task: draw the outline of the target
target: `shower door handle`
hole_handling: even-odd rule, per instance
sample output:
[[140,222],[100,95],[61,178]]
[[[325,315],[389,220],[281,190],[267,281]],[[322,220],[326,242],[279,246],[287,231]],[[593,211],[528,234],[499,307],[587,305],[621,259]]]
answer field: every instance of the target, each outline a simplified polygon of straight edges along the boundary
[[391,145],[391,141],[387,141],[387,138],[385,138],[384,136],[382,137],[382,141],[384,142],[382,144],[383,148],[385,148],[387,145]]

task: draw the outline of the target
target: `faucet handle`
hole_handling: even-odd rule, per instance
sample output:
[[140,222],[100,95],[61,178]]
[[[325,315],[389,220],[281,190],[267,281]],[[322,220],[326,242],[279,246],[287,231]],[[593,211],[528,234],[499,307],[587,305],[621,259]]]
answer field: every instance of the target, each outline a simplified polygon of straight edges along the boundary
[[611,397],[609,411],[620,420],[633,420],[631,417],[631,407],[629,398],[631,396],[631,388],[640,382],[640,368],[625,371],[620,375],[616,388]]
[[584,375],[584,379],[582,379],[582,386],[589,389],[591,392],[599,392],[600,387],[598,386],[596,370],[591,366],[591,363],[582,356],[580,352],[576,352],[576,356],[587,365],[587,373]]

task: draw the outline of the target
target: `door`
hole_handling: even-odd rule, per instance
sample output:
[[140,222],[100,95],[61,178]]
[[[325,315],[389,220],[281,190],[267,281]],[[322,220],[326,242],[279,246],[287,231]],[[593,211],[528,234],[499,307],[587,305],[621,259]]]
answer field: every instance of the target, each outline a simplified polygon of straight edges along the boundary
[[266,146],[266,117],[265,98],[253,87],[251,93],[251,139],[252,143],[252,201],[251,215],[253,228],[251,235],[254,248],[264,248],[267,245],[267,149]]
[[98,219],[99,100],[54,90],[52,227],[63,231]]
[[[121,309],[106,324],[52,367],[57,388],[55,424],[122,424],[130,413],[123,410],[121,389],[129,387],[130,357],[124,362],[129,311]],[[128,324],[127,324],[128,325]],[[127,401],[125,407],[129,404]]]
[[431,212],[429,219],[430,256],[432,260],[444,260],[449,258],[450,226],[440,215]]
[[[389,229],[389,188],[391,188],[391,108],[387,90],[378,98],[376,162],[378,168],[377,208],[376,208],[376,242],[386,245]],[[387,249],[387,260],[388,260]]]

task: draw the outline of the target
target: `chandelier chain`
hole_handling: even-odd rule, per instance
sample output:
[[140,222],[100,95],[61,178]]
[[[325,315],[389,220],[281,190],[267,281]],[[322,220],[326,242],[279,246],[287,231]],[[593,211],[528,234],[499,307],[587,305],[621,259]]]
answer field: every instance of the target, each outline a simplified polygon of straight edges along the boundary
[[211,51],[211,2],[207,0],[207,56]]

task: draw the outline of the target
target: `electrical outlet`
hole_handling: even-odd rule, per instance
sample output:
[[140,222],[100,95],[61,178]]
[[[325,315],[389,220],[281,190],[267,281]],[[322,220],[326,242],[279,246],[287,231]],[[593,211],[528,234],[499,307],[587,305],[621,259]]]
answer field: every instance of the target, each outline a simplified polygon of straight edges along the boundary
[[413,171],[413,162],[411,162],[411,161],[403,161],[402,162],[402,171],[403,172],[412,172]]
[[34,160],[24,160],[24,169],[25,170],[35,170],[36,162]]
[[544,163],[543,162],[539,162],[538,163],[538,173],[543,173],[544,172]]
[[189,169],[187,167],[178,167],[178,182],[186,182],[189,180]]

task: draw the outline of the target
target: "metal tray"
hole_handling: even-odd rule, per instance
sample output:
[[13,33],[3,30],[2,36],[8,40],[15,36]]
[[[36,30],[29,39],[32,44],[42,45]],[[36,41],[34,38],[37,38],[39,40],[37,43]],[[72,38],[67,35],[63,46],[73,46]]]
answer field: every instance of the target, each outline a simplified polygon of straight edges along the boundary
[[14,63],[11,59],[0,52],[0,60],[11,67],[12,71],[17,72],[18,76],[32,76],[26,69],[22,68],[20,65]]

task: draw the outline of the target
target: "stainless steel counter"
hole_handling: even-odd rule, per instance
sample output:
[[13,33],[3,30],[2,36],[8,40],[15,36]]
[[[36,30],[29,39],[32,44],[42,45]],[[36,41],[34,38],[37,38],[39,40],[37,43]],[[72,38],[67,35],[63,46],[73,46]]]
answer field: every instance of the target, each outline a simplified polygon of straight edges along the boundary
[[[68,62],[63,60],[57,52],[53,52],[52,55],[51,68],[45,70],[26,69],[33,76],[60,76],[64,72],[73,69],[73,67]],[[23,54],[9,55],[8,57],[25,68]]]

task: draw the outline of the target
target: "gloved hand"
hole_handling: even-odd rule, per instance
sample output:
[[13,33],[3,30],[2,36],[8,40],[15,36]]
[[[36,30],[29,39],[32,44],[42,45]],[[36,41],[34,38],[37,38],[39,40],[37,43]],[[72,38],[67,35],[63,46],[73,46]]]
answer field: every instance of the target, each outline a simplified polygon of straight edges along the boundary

■ ■ ■ ■ ■ ■ ■

Task directions:
What lines above mention "handle"? Copy each one.

Answer box:
target: `shower door handle`
target: `faucet handle`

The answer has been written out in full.